> **Set task 1**: In the matplotlib lesson below, which Matplotlib module does it import together with numpy?

> **Quoted passage**:
Skip to content

adikamunyao/dsc-more-practice-with-matplotlib

 
 

Repository files navigation

Customizing Visualizations with Matplotlib

Introduction

We had a quick introduction to plotting with matplotlib in previous lessons. This lesson covers plotting with Python and matplotlib using a more structured approach. In this section, we'll look into the components of standard Matplotlib plots used for creating and customizing visualizations. The lesson will also provide you with lots of example code to get you started with data visualization and customizations.

Objectives

You will be able to:

  • Create a line plot with Matplotlib
  • Plot multiple graphs on the same axes
  • Customize axes limits and ticks
  • Customize line styles and colors
  • Understand the distinction between Matplotlib figure and axes
  • Create multiple subplots within a Matplotlib figure

Let's first import Matplotlib's pyplot module into our working environment along with numpy to create sample data.

> **Record set**:
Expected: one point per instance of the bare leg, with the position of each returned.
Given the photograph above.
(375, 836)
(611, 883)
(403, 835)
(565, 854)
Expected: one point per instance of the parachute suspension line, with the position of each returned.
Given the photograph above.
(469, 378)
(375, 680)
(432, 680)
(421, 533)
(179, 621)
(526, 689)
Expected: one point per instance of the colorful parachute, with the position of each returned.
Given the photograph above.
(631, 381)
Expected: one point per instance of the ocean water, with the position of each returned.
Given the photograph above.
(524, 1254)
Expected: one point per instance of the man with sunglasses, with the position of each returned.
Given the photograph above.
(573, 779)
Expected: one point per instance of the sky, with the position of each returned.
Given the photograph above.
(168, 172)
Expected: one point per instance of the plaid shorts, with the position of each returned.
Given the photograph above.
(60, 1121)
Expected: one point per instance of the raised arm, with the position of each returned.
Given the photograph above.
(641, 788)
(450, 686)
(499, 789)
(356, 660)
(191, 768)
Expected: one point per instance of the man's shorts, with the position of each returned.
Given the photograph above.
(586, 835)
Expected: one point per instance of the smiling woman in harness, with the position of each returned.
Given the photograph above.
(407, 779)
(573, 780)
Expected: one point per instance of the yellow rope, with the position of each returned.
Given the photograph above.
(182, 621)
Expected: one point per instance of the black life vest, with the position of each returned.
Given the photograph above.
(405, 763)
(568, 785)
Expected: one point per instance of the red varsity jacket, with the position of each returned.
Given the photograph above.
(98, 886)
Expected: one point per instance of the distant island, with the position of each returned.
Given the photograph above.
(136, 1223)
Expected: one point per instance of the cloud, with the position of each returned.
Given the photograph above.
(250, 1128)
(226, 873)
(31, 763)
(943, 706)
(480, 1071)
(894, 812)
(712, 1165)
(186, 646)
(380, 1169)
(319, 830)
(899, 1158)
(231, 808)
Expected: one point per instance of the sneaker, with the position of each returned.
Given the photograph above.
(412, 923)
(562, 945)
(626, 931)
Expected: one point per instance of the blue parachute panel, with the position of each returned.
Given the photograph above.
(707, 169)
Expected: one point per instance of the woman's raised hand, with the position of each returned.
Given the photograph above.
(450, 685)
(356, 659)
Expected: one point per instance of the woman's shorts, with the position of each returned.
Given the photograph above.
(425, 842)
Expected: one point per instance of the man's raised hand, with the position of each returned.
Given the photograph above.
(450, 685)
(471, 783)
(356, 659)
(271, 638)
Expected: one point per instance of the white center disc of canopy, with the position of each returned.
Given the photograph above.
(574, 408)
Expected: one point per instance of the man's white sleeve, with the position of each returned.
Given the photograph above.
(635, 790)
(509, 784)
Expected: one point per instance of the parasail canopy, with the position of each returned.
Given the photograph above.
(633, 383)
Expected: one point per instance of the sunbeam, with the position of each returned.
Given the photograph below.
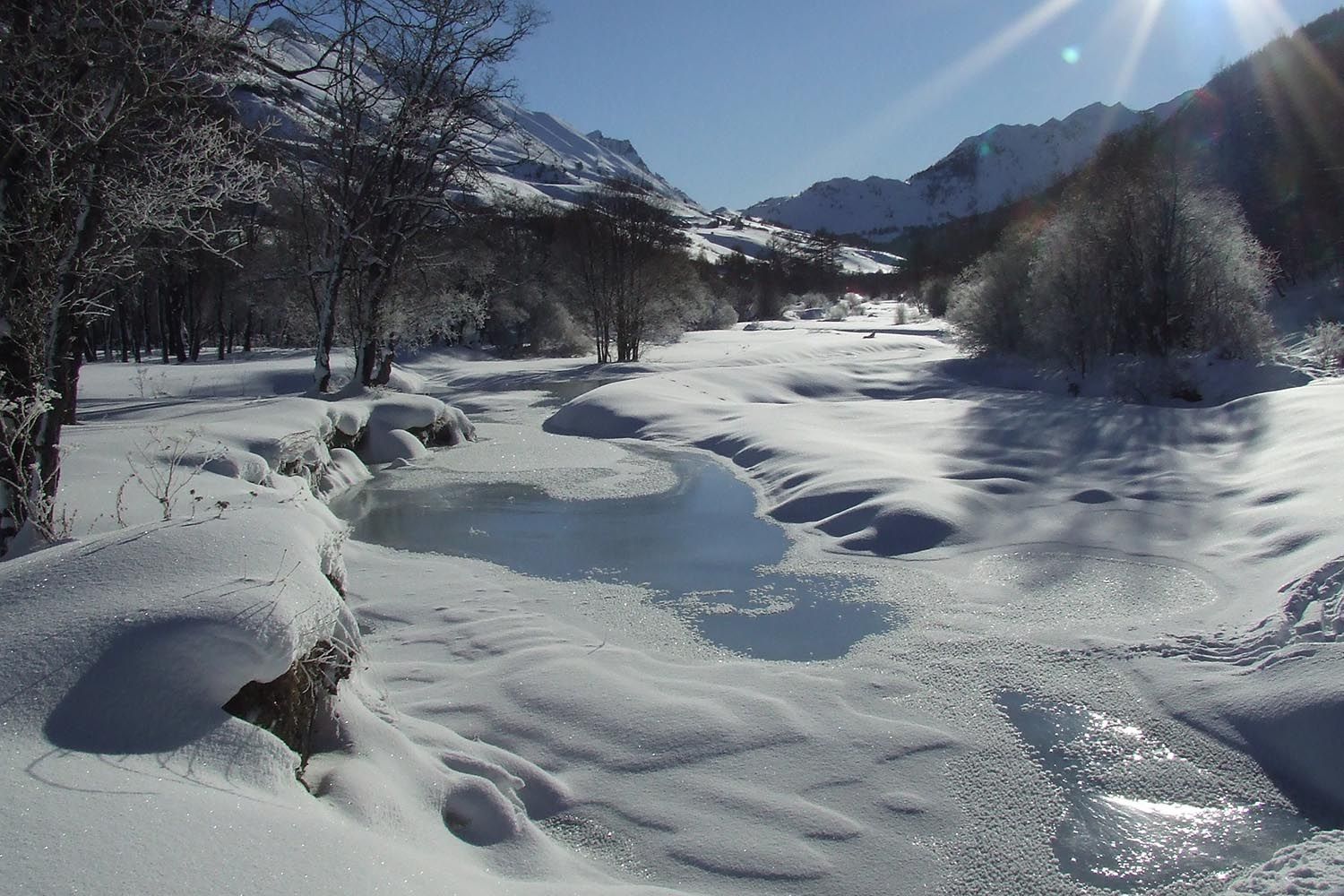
(883, 125)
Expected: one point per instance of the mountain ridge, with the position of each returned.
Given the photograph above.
(983, 172)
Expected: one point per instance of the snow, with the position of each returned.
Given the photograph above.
(1172, 568)
(981, 174)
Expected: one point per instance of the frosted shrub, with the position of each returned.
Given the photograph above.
(986, 301)
(1325, 344)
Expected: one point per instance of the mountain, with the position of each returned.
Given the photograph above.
(530, 155)
(534, 153)
(981, 174)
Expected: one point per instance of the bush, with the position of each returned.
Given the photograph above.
(986, 301)
(1325, 344)
(1139, 260)
(933, 295)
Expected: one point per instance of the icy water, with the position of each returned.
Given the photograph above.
(1115, 833)
(699, 547)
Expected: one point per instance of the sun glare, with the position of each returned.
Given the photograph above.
(938, 89)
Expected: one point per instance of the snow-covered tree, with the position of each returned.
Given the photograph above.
(113, 131)
(409, 102)
(629, 269)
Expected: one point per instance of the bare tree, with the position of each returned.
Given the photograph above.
(113, 126)
(629, 268)
(410, 93)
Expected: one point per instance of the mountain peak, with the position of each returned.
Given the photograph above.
(981, 174)
(623, 148)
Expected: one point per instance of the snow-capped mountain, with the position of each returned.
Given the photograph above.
(534, 155)
(1000, 166)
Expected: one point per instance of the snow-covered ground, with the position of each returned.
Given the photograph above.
(1109, 618)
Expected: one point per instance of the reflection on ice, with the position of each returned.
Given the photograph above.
(1112, 837)
(699, 547)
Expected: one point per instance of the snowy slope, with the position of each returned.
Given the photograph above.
(983, 172)
(535, 156)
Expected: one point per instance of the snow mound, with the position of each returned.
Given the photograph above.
(1312, 866)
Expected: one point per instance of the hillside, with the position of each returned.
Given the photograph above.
(984, 172)
(532, 155)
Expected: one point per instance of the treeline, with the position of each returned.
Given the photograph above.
(183, 177)
(1265, 134)
(1140, 255)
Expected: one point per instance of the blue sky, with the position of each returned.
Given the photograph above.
(739, 99)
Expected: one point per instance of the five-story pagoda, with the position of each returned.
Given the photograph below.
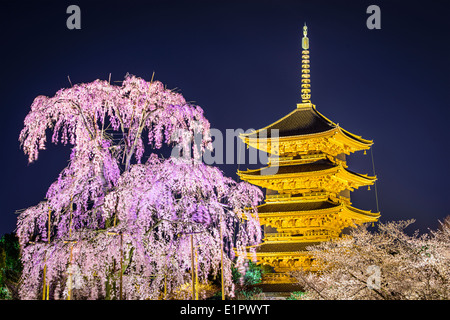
(307, 183)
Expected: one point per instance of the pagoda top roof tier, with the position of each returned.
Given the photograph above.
(303, 125)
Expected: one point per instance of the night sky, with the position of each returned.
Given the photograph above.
(240, 61)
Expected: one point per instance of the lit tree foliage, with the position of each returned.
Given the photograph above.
(410, 267)
(118, 224)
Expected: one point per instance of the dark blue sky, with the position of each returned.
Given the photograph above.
(240, 61)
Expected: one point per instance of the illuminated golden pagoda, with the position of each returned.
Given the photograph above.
(307, 183)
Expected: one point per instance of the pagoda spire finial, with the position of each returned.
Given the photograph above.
(306, 82)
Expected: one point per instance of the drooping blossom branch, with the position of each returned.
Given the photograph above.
(113, 220)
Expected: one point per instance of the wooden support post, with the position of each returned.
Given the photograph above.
(121, 267)
(221, 258)
(192, 267)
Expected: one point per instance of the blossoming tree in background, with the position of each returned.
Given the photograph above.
(115, 226)
(387, 265)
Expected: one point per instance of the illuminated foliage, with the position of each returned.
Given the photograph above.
(387, 265)
(113, 225)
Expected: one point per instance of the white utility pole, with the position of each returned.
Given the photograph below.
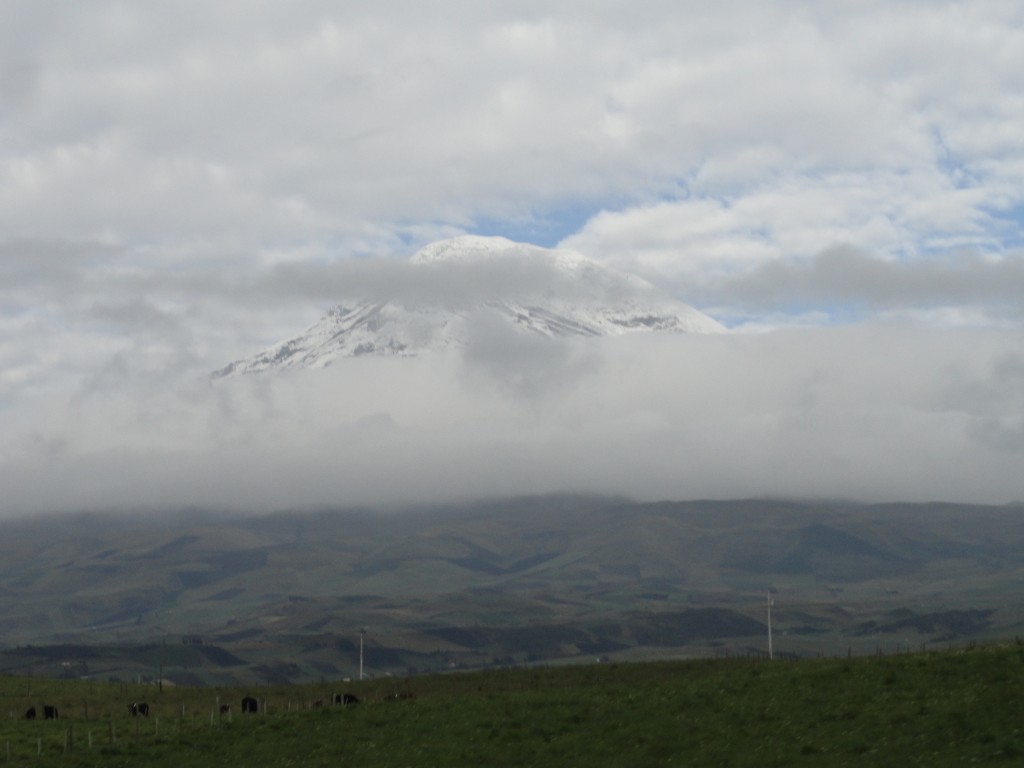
(363, 634)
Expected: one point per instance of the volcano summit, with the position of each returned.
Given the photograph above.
(456, 285)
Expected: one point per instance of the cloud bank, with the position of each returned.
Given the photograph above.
(863, 413)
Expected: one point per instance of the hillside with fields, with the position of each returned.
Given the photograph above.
(933, 709)
(200, 598)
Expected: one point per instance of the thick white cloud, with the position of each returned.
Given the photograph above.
(183, 184)
(868, 413)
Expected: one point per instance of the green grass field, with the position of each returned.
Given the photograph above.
(951, 708)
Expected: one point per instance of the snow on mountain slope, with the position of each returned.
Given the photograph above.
(553, 293)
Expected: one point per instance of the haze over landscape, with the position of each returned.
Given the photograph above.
(186, 185)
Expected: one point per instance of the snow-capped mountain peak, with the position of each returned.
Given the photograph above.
(551, 292)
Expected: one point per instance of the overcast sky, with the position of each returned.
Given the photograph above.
(182, 184)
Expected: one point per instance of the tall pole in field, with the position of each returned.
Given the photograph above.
(363, 634)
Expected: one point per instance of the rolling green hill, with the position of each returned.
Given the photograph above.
(222, 599)
(935, 709)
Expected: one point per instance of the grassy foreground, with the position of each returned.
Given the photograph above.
(940, 709)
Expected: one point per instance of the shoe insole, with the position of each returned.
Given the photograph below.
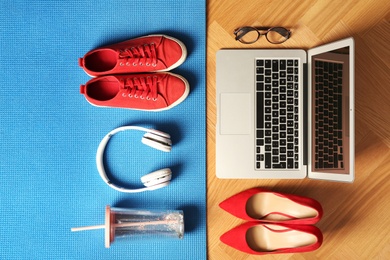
(262, 239)
(101, 61)
(260, 205)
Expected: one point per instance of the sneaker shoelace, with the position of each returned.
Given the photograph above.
(140, 55)
(142, 87)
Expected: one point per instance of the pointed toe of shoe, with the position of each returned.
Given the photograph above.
(265, 238)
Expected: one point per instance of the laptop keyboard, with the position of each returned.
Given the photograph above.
(328, 135)
(277, 138)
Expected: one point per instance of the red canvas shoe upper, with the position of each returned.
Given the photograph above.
(153, 92)
(145, 54)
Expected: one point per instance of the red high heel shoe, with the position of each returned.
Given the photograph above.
(266, 238)
(258, 204)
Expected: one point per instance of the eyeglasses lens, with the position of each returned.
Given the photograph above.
(277, 35)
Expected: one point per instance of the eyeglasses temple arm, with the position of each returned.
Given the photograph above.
(243, 31)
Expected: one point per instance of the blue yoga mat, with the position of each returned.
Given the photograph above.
(49, 132)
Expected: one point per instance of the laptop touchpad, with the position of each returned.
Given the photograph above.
(235, 114)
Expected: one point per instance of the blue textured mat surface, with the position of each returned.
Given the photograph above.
(49, 132)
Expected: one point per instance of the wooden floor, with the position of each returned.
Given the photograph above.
(356, 222)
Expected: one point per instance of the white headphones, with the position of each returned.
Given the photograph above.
(152, 181)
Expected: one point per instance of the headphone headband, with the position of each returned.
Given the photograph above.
(154, 138)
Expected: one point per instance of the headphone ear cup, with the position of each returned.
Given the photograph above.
(158, 142)
(157, 179)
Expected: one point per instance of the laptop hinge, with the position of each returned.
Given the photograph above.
(305, 114)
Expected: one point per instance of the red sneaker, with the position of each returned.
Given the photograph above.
(151, 92)
(145, 54)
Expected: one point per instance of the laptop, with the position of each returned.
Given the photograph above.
(286, 113)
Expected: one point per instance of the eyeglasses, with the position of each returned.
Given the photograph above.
(250, 35)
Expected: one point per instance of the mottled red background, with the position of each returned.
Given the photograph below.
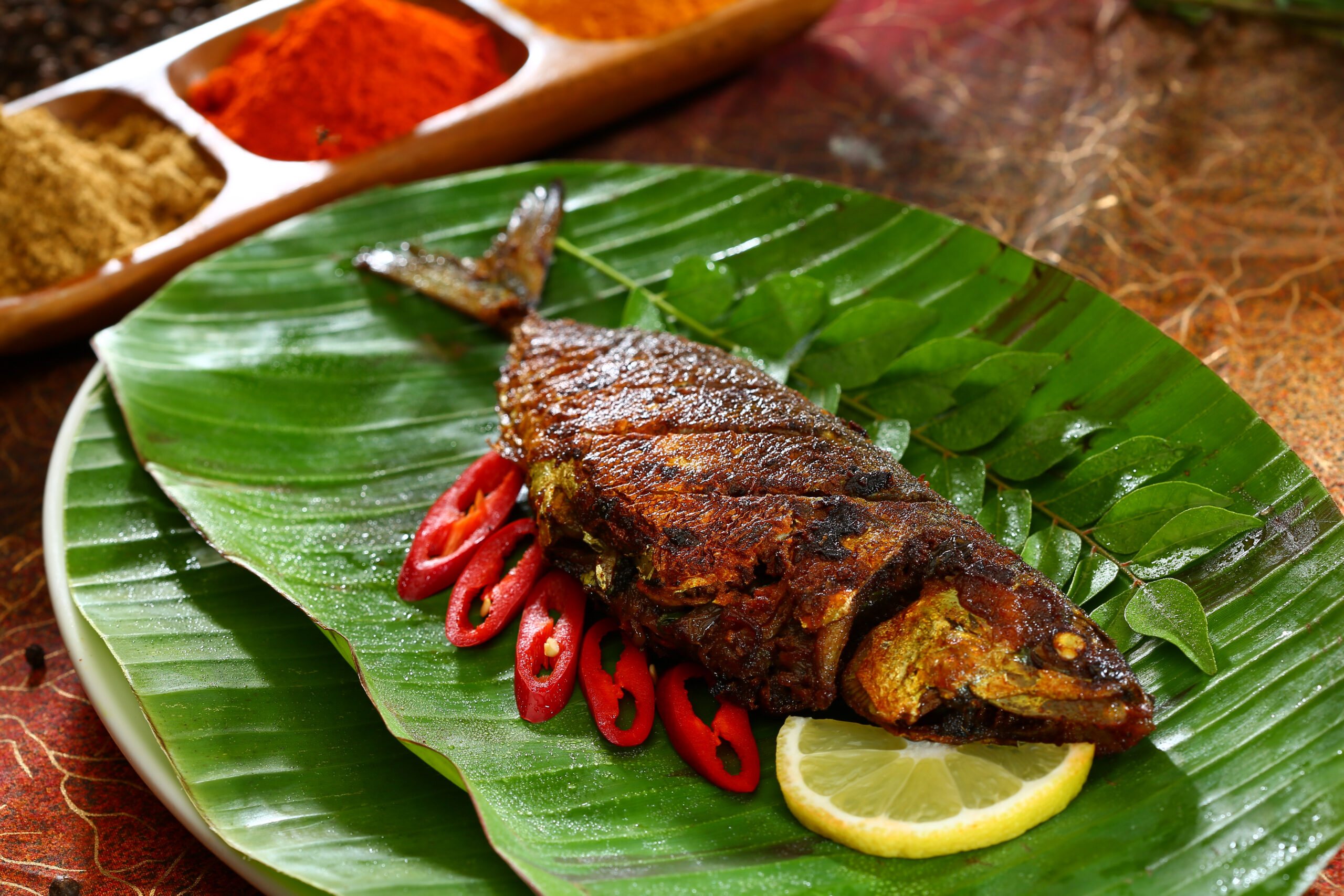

> **Set task 2**: Filter the entries above down to every line containing the string "hillside", and copy those lines. Matching is case-sensitive.

> **Exercise result 1**: Matplotlib's pyplot module.

> **Exercise result 2**:
Expected: one point per instance of the hillside, with the position of each returned.
Expected: one point per instance of the hillside with fields, with the position of each returned.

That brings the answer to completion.